**Work to be completed**
Count the lines of the records below that contain the word "yellow", and give only that number.

**Entries provided**

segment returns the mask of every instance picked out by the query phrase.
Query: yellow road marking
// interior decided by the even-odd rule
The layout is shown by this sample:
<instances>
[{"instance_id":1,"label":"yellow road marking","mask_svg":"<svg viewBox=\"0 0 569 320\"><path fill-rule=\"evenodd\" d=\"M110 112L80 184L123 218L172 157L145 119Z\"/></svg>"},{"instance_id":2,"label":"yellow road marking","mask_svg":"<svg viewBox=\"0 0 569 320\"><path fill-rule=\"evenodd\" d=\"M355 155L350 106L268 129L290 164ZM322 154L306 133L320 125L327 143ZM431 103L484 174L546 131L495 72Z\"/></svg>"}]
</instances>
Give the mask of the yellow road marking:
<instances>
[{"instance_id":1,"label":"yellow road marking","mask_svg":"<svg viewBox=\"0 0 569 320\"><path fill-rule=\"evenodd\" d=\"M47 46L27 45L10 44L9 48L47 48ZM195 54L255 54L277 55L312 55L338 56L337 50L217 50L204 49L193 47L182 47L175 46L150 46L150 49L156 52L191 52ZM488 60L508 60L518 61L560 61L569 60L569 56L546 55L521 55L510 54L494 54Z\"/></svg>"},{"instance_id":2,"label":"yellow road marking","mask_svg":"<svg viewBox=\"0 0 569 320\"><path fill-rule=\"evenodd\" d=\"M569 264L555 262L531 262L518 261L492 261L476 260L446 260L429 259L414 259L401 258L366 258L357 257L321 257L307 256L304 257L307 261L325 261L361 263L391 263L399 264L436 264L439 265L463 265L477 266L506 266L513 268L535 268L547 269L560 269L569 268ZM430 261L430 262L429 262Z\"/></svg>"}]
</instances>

--

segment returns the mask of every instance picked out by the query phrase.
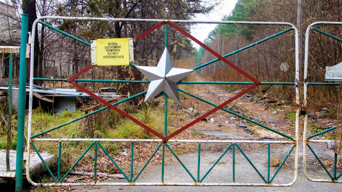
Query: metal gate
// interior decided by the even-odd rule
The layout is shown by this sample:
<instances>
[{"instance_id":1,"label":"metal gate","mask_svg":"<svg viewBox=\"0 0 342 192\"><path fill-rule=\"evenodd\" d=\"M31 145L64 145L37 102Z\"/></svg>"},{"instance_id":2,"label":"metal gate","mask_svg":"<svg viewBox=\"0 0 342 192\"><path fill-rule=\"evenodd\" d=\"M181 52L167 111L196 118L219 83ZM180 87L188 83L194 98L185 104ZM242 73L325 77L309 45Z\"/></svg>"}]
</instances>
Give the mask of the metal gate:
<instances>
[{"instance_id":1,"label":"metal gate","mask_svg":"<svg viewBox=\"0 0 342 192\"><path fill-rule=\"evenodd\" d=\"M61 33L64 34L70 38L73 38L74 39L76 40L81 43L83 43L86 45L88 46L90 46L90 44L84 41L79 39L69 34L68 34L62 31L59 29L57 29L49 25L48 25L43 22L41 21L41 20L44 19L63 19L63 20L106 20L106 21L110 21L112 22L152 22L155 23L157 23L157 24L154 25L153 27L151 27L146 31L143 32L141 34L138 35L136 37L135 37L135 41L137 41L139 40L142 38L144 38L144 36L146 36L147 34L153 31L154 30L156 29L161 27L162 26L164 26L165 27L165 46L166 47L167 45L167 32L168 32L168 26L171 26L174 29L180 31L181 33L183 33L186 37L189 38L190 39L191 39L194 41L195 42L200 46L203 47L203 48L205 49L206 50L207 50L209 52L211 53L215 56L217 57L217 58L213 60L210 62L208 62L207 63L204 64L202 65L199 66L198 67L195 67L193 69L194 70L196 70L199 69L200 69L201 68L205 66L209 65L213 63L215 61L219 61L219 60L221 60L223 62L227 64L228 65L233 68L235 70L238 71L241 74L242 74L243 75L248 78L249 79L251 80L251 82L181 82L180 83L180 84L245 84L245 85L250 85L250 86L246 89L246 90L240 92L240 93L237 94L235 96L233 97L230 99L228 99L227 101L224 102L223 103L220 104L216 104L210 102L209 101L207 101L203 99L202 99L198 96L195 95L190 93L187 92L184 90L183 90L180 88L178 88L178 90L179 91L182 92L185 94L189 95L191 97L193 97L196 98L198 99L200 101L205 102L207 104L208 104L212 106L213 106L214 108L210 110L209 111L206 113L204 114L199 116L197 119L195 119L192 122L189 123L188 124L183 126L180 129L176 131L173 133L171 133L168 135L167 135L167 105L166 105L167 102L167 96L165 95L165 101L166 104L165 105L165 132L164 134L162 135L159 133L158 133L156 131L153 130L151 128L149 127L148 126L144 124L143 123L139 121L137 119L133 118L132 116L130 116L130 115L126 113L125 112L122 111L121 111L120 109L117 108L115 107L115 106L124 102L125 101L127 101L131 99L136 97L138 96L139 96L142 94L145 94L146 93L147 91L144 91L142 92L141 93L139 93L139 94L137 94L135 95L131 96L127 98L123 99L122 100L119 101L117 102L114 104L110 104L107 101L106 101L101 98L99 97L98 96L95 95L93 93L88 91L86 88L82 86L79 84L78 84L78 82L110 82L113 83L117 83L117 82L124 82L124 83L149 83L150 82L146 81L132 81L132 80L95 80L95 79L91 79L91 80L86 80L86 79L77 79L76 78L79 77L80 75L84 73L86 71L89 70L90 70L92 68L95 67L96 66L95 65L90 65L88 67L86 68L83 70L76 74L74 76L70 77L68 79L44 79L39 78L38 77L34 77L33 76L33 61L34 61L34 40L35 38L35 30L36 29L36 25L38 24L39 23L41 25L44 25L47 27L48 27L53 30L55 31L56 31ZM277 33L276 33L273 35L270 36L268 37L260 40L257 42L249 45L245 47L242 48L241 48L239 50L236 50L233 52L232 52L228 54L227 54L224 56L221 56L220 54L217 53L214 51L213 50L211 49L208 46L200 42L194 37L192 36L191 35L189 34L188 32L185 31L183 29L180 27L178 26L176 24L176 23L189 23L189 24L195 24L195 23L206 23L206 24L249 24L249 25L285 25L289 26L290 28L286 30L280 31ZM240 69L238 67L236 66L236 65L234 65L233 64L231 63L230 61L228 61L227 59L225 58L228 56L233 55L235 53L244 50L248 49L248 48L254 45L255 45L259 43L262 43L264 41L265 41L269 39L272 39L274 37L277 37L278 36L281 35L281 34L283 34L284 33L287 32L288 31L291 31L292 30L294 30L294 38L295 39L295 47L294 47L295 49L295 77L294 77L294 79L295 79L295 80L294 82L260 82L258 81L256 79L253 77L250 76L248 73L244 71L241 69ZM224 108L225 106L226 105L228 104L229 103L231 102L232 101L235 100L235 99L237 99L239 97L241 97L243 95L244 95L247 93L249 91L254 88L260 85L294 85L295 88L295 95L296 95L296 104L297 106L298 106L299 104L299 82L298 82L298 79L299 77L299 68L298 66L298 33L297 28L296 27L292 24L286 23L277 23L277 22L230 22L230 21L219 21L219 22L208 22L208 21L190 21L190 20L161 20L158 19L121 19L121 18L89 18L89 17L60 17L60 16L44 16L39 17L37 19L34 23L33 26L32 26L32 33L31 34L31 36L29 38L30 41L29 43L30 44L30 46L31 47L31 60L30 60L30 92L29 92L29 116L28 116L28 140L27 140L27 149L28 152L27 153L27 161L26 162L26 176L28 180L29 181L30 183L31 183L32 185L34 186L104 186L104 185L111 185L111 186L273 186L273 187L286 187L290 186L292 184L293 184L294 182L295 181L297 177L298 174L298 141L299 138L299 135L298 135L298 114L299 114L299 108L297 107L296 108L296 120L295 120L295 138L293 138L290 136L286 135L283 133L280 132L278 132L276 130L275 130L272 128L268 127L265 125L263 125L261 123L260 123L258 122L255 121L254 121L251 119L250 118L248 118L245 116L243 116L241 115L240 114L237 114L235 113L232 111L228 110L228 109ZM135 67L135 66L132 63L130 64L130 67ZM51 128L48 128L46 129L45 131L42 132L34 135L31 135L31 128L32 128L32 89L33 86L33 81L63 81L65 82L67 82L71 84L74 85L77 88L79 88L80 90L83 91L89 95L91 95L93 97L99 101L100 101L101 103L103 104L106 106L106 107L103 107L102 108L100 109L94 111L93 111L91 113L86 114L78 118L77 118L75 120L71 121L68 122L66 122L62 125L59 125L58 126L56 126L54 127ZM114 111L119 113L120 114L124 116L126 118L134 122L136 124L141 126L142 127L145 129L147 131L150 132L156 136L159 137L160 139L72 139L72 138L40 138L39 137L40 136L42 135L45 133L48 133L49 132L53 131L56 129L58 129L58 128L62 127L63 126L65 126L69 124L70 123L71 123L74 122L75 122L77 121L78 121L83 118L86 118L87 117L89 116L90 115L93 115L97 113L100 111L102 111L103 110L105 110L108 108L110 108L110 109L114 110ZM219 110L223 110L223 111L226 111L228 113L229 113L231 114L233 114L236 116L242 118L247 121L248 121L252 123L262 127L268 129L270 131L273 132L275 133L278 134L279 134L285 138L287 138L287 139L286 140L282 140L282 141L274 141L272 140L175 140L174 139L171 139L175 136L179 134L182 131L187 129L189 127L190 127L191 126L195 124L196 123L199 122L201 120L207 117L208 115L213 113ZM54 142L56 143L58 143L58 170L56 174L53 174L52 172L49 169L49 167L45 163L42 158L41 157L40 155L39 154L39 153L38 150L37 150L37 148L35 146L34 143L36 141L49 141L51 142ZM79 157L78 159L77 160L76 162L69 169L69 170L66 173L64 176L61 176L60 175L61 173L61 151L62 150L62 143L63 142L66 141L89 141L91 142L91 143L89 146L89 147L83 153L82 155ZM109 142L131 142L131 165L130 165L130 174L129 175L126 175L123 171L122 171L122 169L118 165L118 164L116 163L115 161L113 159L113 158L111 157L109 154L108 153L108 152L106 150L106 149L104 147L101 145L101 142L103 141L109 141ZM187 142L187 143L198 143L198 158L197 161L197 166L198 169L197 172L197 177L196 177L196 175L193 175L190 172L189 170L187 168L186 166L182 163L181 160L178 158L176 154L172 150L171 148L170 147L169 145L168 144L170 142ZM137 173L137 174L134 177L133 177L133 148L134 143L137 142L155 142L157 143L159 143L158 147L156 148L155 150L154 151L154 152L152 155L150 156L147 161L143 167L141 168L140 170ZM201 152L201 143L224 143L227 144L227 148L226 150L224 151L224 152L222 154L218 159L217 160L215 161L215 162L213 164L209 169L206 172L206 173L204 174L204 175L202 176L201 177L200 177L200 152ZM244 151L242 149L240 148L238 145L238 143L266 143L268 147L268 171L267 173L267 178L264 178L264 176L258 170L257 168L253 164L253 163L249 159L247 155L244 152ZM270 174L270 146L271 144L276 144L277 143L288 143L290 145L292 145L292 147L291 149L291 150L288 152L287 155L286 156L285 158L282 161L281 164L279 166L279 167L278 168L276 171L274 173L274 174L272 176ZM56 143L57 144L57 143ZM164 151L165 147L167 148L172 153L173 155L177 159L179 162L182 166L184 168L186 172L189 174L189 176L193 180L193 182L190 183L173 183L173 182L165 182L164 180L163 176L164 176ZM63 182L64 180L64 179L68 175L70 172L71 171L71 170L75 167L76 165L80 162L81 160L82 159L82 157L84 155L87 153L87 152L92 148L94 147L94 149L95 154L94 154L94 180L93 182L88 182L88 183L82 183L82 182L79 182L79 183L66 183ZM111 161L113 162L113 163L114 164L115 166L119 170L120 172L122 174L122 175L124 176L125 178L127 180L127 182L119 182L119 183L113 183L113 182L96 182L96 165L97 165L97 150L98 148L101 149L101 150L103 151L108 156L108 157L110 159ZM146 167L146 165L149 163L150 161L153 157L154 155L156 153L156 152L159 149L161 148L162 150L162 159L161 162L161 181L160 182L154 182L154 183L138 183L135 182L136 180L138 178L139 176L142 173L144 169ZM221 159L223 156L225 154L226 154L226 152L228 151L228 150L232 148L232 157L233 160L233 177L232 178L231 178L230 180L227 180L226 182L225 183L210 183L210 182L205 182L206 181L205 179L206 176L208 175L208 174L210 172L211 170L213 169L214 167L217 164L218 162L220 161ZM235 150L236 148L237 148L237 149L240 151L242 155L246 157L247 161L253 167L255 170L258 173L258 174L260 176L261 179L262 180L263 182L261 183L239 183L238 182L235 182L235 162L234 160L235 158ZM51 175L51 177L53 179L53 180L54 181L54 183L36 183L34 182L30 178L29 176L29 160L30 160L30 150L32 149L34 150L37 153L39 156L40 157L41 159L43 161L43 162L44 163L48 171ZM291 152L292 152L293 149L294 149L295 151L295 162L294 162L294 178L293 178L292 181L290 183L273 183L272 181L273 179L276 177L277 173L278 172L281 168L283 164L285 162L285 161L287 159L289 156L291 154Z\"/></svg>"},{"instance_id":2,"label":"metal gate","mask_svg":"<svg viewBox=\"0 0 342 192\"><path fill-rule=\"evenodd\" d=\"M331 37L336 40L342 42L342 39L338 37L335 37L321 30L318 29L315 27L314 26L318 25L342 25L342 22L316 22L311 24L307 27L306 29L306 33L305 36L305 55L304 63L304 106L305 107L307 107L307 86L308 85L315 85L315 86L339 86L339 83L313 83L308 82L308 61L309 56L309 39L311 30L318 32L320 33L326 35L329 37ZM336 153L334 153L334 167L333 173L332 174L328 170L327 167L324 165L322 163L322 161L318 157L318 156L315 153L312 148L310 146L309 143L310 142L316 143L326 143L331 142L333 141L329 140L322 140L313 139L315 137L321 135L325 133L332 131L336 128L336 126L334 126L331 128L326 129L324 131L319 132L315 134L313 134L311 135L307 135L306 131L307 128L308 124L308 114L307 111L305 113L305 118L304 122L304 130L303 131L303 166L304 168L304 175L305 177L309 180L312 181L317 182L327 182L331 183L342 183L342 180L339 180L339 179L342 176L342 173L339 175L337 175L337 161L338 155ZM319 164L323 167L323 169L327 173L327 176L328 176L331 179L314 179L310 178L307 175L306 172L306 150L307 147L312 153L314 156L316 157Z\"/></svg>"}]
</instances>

**Completed task**
4